## Exercise prompt
Rewrite every line of the records with "shirt" changed to "blouse" and nothing else altered, leaving out the pictures.

## Material provided
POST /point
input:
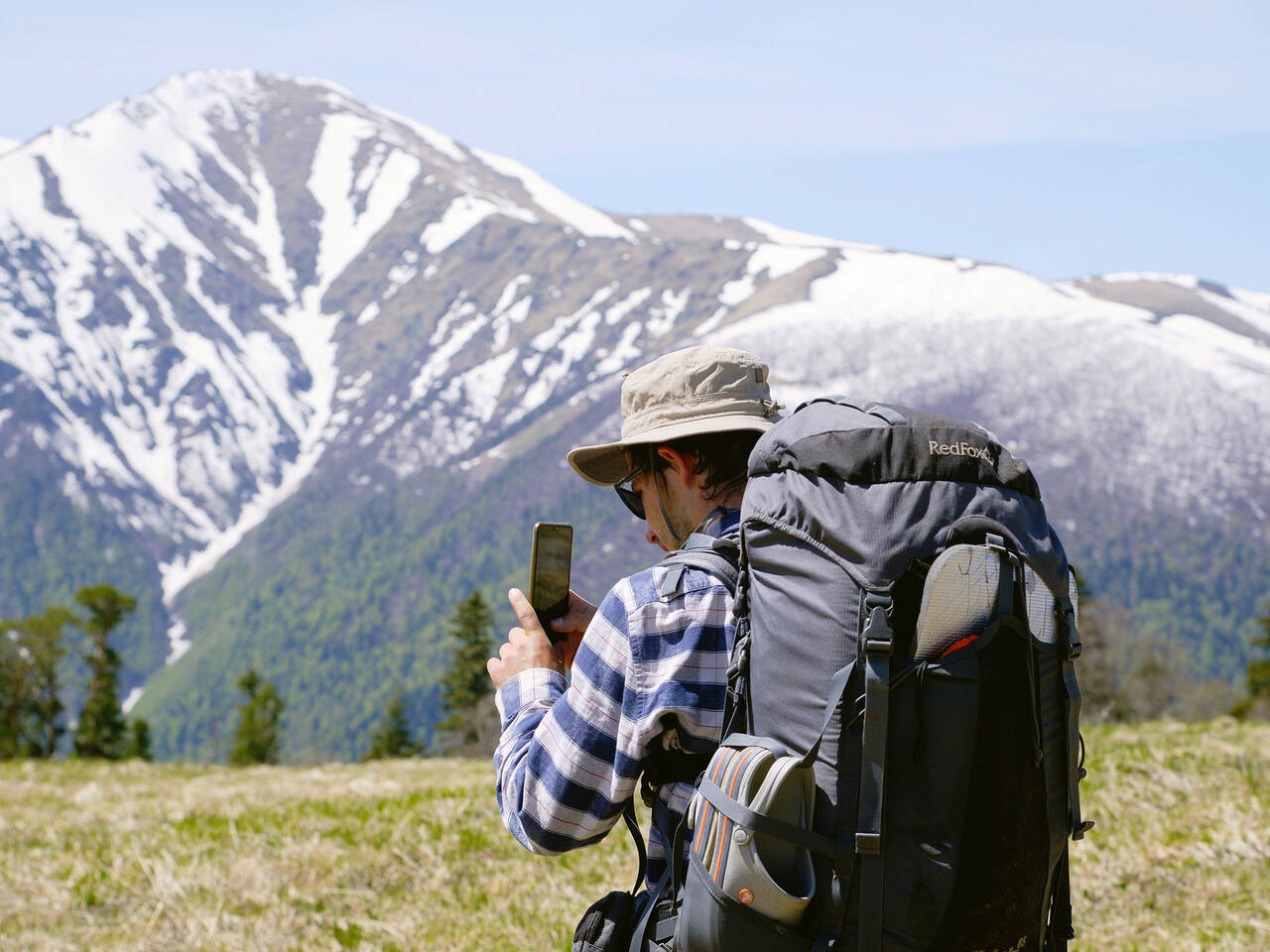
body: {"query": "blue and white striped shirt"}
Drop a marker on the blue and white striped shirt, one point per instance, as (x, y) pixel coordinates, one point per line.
(572, 754)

## Finished answer
POST /point
input:
body: {"query": "blue and white striped blouse"}
Drop a marker on the blue and white striped blouse, one point per instance, as (x, y) pixel coordinates, one point per line.
(572, 754)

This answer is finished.